» PROBLEM DESCRIPTION
Turn every line of the entries below into a Markdown table with two columns, Row for the line number and Line for the text, skipping blank lines. Leave the pictures out of the table.

>> Begin STORED ROWS

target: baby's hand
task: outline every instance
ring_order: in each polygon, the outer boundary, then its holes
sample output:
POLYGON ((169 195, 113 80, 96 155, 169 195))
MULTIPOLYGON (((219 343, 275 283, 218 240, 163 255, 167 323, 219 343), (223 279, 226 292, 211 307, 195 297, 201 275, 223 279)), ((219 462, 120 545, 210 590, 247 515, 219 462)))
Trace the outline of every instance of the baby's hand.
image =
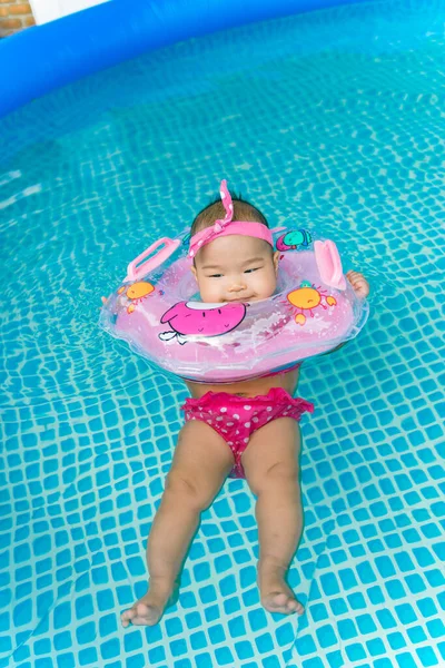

>> End STORED ROWS

» SOLUTION TO THIS EXERCISE
| Row | Line |
|---|---|
| 1 | target: baby's hand |
| 2 | task: outline every instance |
| 3 | ring_order: in each polygon, the outer boundary, then its holes |
| 4 | sample output: |
| 5 | POLYGON ((169 195, 113 80, 96 155, 169 195)) |
| 6 | MULTIPOLYGON (((219 343, 275 283, 218 240, 163 255, 167 323, 219 343), (223 279, 226 292, 211 307, 195 297, 201 275, 223 279)), ((219 462, 120 545, 210 590, 247 515, 219 462))) |
| 7 | Trace the outline of every instance of the baby's hand. |
| 8 | image = |